--- EXCERPTED TEXT ---
- - - - - - -

An implementation of Cellformer from our publication: Berson et al. "Whole genome deconvolution unveils Alzheimer’s resilient epigenetic signature"
The lastest source version of Cellformer can be accessed by running the following command:
git clone https://github.com/elo-nsrb/Cellformer.git
cd Cellformer
- Python 3
- PyTorch (2.0.0)
- ArchR (R version 4.2.2)
- Scikit-learn (1.2.2)
- Asteroid (0.5.2)
- Pytorch-lightning (2.0.4)
- comet_ml (3.32.8)

- - - - - - -

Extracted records

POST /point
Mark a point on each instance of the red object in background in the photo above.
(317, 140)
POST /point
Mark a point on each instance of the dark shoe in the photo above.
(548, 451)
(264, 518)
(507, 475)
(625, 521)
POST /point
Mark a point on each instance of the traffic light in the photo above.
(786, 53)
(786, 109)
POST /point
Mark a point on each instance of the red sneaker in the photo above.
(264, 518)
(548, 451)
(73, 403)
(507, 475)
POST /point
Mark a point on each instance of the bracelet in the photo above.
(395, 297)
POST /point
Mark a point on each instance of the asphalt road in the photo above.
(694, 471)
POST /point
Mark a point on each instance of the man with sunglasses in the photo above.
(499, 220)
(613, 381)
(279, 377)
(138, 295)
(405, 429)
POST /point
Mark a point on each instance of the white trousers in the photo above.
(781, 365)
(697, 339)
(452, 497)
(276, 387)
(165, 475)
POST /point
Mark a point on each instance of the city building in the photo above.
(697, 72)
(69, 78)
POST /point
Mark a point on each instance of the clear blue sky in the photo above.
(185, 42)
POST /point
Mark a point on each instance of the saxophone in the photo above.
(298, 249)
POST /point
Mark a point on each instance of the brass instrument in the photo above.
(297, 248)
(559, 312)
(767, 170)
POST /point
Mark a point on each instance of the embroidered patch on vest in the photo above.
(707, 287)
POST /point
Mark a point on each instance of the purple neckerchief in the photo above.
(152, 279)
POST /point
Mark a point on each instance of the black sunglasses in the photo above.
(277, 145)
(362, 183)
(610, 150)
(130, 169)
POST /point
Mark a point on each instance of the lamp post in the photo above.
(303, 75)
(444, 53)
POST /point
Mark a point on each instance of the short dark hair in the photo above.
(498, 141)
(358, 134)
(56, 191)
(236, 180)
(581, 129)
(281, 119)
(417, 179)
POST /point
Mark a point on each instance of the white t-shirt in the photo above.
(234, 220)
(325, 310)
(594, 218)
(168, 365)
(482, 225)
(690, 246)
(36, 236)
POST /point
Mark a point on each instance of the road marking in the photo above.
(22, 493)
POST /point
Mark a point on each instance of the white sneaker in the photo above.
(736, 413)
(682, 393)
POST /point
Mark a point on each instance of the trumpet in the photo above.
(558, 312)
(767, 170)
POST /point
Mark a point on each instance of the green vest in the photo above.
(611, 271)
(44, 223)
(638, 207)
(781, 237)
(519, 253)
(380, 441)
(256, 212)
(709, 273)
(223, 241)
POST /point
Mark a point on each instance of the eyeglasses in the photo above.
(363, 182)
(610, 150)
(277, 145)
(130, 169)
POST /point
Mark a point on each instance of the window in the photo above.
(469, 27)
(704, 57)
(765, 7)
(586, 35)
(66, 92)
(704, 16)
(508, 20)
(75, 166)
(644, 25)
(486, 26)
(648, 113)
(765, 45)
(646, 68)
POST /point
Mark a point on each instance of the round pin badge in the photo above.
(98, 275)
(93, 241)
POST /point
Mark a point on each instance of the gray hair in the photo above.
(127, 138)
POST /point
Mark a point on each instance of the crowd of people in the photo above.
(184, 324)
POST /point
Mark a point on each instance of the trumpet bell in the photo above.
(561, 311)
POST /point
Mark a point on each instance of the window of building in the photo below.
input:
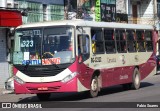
(131, 40)
(97, 41)
(109, 41)
(121, 40)
(141, 41)
(149, 41)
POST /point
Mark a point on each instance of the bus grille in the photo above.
(43, 73)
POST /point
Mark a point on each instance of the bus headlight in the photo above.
(69, 77)
(18, 80)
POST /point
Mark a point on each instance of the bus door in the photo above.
(121, 74)
(83, 56)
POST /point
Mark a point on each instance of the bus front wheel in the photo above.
(136, 79)
(43, 96)
(94, 87)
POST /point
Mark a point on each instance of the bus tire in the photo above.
(94, 87)
(43, 96)
(136, 79)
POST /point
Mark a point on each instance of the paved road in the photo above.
(149, 92)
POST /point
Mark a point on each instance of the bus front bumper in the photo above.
(34, 88)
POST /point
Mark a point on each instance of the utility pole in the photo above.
(66, 7)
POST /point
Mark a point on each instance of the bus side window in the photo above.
(121, 41)
(97, 41)
(109, 41)
(83, 46)
(131, 40)
(149, 42)
(141, 41)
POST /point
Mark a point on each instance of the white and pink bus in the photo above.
(78, 55)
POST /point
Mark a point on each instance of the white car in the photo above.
(9, 84)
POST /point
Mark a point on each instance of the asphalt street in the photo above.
(149, 93)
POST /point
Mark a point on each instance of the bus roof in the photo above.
(88, 24)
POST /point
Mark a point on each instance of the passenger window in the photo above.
(83, 47)
(97, 41)
(149, 41)
(131, 40)
(141, 43)
(109, 41)
(121, 41)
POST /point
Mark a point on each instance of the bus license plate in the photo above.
(43, 88)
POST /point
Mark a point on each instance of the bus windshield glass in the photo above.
(47, 46)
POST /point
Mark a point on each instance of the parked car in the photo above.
(9, 84)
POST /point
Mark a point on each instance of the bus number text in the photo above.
(96, 59)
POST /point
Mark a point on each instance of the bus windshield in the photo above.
(47, 46)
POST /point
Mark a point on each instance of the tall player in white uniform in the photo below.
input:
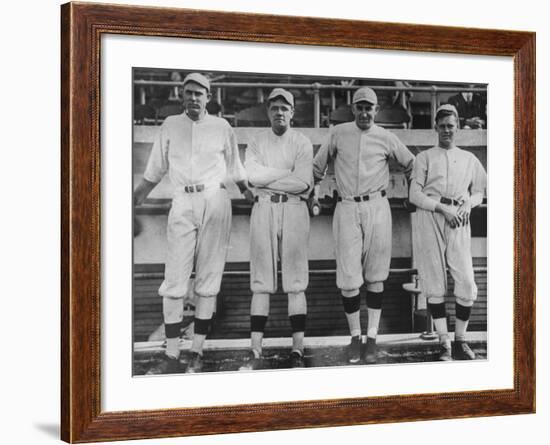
(198, 152)
(362, 223)
(447, 183)
(279, 166)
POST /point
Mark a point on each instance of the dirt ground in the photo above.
(231, 360)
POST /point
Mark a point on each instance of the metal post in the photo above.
(316, 106)
(142, 96)
(260, 95)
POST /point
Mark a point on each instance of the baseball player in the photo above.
(198, 152)
(362, 224)
(279, 166)
(447, 183)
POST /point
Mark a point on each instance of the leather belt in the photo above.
(449, 201)
(361, 198)
(196, 188)
(277, 197)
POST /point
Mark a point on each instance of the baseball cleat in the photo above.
(461, 351)
(370, 355)
(164, 365)
(354, 349)
(254, 361)
(297, 360)
(445, 354)
(195, 364)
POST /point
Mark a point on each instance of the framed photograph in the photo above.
(185, 309)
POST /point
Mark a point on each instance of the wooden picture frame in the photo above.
(82, 26)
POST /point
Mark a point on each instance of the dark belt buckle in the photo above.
(279, 198)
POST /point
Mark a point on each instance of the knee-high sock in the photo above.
(374, 310)
(297, 310)
(437, 309)
(258, 307)
(352, 305)
(463, 310)
(172, 309)
(204, 310)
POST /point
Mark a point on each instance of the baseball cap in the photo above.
(197, 78)
(447, 107)
(365, 94)
(280, 92)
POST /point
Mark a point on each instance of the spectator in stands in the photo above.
(471, 108)
(176, 91)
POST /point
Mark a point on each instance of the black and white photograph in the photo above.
(285, 221)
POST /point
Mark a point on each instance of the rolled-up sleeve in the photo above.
(418, 181)
(478, 184)
(300, 180)
(157, 165)
(259, 175)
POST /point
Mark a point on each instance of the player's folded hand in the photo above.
(248, 195)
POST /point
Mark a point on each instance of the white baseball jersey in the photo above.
(279, 230)
(362, 230)
(455, 174)
(202, 152)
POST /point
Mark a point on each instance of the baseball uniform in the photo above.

- - - - - - -

--- TASK INSTRUCTIONS ---
Tell whether each statement agrees with the Cellformer text, answering yes or no and quoting the words from the text that decide it. (a) PyTorch version 2.0.0 is listed. (b) The clone command points to a GitLab address. (c) ArchR is listed with R version 4.2.2.

--- RESULT OF THIS TASK ---
(a) Yes: "PyTorch (2.0.0)"
(b) No: "git clone https://github.com/elo-nsrb/Cellformer.git"
(c) Yes: "ArchR (R version 4.2.2)"